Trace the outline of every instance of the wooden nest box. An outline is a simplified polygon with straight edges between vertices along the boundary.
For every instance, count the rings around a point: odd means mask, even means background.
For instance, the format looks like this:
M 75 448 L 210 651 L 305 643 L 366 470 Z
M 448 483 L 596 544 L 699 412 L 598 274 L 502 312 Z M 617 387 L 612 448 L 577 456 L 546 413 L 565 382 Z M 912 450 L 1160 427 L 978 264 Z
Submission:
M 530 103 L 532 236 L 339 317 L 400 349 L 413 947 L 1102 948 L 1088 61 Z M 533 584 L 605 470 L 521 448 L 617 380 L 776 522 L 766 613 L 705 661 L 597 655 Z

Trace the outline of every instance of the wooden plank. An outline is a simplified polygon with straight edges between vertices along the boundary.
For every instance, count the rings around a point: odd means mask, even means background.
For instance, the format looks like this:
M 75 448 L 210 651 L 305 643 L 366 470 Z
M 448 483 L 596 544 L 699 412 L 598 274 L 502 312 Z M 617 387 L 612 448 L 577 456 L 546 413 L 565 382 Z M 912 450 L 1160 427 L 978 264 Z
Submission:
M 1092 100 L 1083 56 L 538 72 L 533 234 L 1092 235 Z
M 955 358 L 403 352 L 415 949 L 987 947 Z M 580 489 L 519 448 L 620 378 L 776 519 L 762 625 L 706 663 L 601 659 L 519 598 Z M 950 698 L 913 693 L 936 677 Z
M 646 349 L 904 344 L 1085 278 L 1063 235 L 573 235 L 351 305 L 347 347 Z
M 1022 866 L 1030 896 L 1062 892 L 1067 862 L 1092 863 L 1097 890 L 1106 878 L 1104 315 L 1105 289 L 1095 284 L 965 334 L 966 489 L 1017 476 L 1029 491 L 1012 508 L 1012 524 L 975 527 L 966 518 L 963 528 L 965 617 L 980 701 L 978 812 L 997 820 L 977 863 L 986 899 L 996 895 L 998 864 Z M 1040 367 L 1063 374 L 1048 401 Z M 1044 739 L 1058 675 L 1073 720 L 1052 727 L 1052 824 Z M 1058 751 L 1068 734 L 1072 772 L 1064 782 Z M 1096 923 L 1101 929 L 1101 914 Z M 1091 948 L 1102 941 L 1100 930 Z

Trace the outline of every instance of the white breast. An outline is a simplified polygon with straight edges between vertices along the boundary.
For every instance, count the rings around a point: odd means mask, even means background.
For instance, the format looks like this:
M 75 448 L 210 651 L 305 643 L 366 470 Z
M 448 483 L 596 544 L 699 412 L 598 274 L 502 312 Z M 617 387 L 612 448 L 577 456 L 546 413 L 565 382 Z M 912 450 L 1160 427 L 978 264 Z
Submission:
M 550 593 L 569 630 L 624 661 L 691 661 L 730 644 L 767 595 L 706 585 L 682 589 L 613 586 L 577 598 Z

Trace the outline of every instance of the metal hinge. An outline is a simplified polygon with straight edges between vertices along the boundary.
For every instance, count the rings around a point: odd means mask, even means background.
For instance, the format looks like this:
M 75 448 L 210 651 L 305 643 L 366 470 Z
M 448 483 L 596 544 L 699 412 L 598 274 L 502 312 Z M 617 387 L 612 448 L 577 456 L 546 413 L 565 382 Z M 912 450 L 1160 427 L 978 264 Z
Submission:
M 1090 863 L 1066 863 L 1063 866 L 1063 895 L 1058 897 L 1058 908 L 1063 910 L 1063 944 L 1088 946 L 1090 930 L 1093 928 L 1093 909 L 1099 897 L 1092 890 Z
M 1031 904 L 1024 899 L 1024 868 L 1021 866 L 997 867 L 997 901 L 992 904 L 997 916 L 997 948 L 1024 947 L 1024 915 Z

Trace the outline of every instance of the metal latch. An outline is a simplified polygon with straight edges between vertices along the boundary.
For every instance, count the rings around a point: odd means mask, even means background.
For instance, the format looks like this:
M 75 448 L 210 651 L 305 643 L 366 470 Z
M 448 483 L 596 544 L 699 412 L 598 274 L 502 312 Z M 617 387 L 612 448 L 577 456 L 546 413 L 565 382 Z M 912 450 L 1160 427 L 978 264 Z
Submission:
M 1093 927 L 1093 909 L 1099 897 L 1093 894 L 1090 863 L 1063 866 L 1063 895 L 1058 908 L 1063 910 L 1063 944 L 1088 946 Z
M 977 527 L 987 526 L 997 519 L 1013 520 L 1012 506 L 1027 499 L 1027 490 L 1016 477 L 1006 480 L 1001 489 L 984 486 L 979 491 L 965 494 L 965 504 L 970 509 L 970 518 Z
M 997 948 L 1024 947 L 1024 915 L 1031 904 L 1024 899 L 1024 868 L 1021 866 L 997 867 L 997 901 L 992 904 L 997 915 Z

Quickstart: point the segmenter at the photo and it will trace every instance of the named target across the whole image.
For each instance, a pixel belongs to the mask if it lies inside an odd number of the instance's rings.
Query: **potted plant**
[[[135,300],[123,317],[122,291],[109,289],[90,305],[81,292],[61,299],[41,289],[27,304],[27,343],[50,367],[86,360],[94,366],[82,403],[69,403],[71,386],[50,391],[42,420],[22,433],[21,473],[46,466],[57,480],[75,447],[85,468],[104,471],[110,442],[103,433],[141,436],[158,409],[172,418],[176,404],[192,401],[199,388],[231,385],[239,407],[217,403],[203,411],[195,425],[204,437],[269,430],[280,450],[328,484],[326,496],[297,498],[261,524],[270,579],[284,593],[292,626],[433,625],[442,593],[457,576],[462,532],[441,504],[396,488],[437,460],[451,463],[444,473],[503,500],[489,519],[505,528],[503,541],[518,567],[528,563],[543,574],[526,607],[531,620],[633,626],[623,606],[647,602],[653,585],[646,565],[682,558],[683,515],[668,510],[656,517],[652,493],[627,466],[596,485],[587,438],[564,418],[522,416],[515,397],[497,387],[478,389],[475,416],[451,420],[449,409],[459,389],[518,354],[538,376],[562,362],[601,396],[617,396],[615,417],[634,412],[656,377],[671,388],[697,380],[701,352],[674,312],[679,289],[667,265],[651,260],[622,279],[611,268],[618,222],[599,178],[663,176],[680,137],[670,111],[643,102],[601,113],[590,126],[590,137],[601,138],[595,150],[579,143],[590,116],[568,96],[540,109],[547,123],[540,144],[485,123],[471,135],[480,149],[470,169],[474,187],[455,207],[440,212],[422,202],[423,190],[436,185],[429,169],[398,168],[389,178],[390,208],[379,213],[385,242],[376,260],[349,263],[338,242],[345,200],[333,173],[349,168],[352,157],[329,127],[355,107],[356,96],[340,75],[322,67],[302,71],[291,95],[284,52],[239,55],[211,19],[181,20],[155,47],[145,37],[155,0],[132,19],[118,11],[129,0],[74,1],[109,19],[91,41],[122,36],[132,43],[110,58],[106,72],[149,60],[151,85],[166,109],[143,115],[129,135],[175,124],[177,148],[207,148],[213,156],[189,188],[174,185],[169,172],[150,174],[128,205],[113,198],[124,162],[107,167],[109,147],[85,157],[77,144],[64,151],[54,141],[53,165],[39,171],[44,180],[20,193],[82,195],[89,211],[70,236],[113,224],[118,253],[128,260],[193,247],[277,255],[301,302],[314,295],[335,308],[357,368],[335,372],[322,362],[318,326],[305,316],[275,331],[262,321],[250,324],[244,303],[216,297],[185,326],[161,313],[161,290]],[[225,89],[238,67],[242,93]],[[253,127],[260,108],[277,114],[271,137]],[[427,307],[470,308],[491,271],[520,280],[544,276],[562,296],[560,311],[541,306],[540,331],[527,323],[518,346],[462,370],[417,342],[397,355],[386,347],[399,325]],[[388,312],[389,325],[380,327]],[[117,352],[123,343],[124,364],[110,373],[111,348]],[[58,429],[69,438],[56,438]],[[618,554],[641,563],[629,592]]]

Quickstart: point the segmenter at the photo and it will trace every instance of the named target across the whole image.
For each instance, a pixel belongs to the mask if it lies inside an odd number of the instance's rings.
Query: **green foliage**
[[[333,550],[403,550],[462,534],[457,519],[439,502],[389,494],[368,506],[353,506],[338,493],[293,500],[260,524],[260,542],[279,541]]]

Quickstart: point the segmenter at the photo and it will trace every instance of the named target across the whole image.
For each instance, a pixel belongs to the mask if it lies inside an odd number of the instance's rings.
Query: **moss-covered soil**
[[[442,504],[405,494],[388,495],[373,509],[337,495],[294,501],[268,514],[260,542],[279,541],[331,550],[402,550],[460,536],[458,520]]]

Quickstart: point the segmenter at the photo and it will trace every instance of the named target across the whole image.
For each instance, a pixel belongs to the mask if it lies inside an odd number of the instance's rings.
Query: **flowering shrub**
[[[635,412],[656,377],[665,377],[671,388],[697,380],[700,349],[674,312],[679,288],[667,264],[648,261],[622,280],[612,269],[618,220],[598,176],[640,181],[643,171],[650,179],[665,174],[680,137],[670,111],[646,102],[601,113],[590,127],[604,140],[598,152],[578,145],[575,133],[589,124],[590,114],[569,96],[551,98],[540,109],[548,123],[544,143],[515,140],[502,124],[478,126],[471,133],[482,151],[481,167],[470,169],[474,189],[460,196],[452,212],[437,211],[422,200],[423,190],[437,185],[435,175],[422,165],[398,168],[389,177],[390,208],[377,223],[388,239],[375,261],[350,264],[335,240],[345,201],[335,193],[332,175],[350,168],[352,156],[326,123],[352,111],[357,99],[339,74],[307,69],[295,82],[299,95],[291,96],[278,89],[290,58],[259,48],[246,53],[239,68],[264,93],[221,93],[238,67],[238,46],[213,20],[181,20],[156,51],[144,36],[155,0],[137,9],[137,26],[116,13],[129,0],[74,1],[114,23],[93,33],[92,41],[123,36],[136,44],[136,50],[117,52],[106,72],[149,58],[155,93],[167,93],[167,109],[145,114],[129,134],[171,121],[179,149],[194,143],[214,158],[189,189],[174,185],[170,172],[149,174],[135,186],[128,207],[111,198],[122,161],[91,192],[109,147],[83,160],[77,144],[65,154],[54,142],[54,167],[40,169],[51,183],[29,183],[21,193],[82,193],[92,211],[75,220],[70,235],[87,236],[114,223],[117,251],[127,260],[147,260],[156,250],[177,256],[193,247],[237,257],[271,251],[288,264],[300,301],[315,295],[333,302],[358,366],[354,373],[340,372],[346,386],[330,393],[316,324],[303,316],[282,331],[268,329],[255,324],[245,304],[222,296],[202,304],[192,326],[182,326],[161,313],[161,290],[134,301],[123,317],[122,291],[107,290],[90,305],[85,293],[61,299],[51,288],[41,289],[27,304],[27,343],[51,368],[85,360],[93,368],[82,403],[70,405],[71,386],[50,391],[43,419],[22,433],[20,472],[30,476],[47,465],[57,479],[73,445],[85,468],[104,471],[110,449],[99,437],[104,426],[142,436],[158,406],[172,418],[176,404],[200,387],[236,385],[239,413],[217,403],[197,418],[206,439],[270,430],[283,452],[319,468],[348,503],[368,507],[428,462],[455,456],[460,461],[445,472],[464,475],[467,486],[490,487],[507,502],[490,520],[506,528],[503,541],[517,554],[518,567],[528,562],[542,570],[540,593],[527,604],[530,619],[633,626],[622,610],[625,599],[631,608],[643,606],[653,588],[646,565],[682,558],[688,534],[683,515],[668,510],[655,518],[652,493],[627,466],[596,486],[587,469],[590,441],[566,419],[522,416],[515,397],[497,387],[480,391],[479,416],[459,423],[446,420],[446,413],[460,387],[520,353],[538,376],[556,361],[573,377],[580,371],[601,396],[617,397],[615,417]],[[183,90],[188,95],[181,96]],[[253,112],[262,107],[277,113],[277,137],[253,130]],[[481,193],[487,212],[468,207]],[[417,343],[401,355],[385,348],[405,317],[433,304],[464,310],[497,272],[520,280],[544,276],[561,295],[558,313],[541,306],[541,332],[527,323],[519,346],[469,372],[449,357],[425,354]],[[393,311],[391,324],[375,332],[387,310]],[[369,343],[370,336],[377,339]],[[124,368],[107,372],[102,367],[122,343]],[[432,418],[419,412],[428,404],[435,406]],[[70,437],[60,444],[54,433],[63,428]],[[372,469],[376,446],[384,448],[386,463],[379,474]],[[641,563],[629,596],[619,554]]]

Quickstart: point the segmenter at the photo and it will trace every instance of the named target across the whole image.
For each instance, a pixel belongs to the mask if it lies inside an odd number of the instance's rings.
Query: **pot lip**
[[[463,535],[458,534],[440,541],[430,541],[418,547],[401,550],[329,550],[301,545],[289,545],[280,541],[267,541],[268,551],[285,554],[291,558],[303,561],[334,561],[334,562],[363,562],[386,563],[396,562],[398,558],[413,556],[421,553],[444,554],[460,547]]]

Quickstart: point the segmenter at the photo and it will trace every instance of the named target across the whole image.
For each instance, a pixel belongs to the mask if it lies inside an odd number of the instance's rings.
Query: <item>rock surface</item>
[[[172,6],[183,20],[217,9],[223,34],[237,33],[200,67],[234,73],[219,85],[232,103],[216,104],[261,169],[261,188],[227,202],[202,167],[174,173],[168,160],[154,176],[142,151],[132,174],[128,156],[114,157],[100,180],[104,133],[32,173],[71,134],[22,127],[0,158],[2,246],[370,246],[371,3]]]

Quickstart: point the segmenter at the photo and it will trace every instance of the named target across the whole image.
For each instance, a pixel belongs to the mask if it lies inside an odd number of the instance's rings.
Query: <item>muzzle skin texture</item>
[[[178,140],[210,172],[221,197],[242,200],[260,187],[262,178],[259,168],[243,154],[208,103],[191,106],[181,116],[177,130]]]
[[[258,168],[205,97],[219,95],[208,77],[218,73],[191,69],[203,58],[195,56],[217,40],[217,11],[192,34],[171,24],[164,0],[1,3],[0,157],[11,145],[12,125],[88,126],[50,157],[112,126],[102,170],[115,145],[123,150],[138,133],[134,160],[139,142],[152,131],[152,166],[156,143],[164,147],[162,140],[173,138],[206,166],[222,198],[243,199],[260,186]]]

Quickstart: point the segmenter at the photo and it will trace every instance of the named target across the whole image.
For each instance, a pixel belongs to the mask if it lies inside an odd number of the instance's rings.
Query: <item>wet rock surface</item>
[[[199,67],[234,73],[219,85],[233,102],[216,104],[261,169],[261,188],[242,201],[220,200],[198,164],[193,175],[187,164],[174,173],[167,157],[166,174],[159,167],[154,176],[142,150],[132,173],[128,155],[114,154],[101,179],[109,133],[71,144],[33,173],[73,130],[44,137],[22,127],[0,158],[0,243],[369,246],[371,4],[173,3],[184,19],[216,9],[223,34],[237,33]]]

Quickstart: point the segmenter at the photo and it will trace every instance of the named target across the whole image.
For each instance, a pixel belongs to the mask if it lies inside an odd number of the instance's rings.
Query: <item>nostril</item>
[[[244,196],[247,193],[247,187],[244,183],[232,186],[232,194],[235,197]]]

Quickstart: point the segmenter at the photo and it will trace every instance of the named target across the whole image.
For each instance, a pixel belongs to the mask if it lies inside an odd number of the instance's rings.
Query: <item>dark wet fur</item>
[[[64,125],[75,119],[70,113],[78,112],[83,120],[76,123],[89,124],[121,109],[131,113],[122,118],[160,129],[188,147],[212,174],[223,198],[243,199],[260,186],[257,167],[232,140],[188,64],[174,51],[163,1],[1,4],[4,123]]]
* * *
Resize the listing from its start through the line with "M 530 103 L", both ends included, and give only those lines again, requests included. Multiply every coordinate in the answers by 1.45 and round to whole numbers, with halves rounding up. Leave the numbers in the requests and their format samples unchanged.

Trace the outline of every instance of the wooden nest box. An outline is a simplified polygon with straight edges between vertices along the boundary.
For every instance, count the rings around a point: odd means mask, even means background.
For instance, the format looks like this:
M 75 448 L 210 651 L 305 643 L 366 470 Z
M 448 483 L 596 544 L 699 412 L 598 274 L 502 312 Z M 617 387 L 612 448 L 577 456 L 546 413 L 565 382 Z M 912 450 L 1160 427 L 978 264 Z
Submission:
M 769 149 L 771 342 L 492 460 L 580 506 L 599 1373 L 1598 1375 L 1578 88 Z M 773 847 L 877 682 L 755 650 L 895 551 L 1125 757 L 1111 889 L 1022 958 L 866 950 Z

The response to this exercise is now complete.